Set task: Report how many lines of the records below contain the string "shower", and give only that number. Case counts.

-- start Provided information --

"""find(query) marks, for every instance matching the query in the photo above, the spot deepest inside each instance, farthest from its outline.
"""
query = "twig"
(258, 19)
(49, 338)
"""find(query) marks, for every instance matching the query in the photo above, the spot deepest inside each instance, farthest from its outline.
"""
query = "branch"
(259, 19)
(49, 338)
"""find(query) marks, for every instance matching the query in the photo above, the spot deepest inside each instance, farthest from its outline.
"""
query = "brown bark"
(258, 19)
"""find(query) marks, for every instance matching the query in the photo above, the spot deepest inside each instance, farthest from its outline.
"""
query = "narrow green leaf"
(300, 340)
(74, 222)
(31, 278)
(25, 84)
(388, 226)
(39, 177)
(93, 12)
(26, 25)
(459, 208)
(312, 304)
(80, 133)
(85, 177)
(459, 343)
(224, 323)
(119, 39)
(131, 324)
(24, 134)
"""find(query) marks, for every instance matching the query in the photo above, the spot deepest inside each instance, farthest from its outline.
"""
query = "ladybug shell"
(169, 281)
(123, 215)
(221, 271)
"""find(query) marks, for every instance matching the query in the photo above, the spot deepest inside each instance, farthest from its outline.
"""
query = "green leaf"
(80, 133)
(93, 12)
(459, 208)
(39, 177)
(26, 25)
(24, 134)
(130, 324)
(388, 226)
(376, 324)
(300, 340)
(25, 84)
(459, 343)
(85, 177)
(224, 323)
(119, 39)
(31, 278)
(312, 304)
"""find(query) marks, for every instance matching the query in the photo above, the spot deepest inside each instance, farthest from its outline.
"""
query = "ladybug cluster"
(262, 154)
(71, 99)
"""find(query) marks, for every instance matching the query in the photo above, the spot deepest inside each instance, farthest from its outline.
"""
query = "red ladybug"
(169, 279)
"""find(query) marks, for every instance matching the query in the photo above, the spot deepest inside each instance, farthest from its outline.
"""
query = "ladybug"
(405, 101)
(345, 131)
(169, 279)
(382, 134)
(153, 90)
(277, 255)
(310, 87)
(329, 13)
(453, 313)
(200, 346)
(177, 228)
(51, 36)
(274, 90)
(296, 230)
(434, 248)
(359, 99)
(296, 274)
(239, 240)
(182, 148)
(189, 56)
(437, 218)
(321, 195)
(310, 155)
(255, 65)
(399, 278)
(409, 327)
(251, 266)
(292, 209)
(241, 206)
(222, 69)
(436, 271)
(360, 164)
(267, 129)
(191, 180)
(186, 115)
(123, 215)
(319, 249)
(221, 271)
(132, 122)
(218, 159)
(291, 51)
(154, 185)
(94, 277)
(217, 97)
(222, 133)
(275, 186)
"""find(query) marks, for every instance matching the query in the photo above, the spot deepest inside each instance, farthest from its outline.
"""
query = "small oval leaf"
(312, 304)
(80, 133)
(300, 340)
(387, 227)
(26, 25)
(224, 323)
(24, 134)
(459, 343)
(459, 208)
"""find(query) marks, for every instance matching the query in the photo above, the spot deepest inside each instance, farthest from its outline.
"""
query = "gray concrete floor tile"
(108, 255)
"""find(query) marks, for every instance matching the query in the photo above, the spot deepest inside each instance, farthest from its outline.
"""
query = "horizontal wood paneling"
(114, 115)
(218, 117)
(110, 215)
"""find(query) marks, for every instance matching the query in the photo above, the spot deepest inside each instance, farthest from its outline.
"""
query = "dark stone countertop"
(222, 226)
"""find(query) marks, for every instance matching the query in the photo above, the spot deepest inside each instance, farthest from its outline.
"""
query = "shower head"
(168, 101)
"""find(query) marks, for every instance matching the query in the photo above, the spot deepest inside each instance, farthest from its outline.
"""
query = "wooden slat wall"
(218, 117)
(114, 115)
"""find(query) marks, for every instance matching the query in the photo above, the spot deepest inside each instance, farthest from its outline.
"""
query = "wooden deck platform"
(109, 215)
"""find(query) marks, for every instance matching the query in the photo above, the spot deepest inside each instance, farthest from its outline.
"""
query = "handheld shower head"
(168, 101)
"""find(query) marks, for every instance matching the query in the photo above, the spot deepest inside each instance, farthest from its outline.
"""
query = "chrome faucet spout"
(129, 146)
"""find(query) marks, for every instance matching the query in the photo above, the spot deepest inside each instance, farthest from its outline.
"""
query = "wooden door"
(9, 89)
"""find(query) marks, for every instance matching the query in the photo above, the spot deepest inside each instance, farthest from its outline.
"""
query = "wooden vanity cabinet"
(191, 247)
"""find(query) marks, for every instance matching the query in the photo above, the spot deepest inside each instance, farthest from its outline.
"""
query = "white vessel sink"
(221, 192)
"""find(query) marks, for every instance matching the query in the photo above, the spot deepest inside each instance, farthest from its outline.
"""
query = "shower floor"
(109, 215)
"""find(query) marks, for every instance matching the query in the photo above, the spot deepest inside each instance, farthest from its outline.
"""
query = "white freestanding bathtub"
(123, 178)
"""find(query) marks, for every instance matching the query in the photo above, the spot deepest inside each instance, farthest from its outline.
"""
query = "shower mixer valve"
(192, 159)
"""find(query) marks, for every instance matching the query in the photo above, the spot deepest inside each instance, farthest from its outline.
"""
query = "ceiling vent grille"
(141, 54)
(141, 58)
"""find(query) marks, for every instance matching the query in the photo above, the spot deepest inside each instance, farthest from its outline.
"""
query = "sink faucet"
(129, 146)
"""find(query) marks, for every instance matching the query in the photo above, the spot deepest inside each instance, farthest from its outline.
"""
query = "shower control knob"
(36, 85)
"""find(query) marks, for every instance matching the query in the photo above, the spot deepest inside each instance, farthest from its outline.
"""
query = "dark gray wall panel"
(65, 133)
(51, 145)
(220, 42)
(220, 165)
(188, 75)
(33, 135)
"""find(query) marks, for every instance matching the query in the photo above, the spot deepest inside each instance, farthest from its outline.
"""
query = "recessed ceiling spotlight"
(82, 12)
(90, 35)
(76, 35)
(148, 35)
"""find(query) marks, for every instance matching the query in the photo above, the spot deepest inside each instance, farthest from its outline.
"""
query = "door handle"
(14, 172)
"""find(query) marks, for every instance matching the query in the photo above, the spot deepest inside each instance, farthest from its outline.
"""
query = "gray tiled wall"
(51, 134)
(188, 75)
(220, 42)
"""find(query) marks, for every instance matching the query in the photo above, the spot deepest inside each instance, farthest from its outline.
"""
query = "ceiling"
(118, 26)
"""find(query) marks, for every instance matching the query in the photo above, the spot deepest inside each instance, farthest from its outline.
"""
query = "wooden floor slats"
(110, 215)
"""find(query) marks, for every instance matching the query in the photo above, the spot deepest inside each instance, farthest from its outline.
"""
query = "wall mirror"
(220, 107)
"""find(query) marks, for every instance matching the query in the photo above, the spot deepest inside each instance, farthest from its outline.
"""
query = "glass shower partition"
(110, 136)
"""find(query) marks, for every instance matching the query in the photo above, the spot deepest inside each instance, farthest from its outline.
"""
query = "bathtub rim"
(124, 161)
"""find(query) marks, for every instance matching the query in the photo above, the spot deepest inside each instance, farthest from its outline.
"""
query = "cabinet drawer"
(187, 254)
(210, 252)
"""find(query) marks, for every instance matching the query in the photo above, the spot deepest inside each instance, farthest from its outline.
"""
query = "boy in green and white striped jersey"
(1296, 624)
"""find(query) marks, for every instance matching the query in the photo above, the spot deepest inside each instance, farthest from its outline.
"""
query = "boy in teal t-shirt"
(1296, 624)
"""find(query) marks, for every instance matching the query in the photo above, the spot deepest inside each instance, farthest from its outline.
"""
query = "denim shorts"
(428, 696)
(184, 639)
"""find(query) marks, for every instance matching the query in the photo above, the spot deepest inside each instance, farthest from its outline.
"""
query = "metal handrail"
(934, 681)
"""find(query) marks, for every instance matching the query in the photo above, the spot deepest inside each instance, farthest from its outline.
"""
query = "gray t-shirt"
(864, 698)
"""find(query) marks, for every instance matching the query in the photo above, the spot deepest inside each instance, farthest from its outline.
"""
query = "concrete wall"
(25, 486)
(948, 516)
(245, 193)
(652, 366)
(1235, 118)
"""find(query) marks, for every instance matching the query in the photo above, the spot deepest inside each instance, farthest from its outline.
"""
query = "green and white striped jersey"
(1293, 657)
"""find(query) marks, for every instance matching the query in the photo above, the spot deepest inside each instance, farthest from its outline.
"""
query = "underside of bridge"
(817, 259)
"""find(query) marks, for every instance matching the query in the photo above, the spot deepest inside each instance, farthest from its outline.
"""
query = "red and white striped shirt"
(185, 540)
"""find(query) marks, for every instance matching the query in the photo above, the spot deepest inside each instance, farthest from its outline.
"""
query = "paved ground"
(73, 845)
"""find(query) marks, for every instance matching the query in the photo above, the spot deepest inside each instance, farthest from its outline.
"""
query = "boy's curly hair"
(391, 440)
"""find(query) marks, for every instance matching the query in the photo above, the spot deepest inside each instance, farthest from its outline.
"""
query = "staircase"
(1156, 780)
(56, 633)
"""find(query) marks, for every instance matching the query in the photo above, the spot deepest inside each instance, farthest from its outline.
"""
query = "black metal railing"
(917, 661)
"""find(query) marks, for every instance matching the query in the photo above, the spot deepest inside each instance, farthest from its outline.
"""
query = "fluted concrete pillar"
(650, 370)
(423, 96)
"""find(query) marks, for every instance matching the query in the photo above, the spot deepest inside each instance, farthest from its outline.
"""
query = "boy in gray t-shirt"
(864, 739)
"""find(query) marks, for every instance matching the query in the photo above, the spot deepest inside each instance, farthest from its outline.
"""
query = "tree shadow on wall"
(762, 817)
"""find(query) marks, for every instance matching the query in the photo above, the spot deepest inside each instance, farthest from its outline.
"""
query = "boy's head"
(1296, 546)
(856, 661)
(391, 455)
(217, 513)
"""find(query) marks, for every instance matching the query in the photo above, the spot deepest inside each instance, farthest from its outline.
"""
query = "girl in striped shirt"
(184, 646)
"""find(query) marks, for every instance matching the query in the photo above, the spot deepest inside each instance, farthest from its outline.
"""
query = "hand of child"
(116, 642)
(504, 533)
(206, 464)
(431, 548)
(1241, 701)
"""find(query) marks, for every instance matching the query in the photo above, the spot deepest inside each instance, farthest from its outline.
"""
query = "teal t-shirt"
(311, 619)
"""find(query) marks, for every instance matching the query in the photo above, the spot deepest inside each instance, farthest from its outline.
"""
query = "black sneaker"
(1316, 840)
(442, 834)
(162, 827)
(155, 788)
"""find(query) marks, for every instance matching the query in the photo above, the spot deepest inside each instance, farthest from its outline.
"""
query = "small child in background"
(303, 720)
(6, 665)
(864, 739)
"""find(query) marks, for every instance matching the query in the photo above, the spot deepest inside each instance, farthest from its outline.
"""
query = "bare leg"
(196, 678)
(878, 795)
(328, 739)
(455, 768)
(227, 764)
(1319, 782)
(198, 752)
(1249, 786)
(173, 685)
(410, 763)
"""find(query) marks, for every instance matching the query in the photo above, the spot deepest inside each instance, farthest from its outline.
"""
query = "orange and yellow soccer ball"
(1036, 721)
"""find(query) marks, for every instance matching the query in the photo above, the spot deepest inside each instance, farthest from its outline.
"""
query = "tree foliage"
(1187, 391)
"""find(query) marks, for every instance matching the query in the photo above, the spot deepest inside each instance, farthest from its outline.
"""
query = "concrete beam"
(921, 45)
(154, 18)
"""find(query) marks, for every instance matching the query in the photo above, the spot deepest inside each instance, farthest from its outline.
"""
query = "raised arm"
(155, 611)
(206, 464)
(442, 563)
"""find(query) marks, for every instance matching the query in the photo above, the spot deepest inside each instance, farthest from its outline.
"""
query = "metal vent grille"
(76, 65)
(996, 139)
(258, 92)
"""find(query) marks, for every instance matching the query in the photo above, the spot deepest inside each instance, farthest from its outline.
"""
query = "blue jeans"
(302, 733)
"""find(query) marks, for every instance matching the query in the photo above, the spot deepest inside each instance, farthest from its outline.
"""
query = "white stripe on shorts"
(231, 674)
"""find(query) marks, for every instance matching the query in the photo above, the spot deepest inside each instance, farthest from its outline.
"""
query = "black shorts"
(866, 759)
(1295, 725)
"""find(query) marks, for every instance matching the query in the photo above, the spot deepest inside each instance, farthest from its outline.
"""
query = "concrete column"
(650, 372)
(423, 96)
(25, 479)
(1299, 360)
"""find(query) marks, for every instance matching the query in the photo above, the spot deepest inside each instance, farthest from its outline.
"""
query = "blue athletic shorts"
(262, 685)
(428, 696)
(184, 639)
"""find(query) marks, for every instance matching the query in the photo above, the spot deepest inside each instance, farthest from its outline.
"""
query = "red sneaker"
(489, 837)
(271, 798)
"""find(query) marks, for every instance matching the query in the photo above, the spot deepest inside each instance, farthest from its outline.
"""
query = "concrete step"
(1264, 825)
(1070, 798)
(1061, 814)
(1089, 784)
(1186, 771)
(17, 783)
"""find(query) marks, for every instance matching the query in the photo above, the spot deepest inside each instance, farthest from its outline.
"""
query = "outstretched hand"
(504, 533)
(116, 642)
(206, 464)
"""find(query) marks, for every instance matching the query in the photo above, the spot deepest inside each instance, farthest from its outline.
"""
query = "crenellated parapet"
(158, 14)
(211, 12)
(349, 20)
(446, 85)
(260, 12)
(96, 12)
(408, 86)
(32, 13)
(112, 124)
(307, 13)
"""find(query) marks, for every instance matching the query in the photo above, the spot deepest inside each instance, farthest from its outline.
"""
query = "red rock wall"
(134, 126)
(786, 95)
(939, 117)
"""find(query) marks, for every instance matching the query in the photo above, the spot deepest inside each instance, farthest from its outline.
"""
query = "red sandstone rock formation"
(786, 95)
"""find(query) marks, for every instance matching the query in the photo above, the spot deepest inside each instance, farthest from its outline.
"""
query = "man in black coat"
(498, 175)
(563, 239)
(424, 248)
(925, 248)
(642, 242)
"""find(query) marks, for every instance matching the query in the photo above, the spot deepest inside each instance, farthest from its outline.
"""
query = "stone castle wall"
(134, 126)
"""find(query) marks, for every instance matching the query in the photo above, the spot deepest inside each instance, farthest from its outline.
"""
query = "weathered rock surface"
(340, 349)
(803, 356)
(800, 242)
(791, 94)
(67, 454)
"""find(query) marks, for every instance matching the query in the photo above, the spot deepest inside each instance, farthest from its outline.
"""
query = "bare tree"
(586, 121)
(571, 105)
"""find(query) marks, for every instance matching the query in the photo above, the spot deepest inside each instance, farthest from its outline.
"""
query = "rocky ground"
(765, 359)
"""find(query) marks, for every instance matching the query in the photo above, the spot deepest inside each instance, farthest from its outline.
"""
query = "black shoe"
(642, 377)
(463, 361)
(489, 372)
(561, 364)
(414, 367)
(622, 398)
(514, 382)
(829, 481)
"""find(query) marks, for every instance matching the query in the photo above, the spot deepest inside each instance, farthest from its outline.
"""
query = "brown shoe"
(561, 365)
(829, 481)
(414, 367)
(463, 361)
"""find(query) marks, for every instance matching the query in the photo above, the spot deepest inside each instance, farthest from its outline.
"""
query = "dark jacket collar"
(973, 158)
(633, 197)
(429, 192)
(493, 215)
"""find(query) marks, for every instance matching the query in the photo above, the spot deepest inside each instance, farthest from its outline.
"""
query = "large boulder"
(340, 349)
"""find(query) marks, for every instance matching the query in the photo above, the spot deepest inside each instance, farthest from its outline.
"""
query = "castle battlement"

-- end Provided information --

Expected answer: 6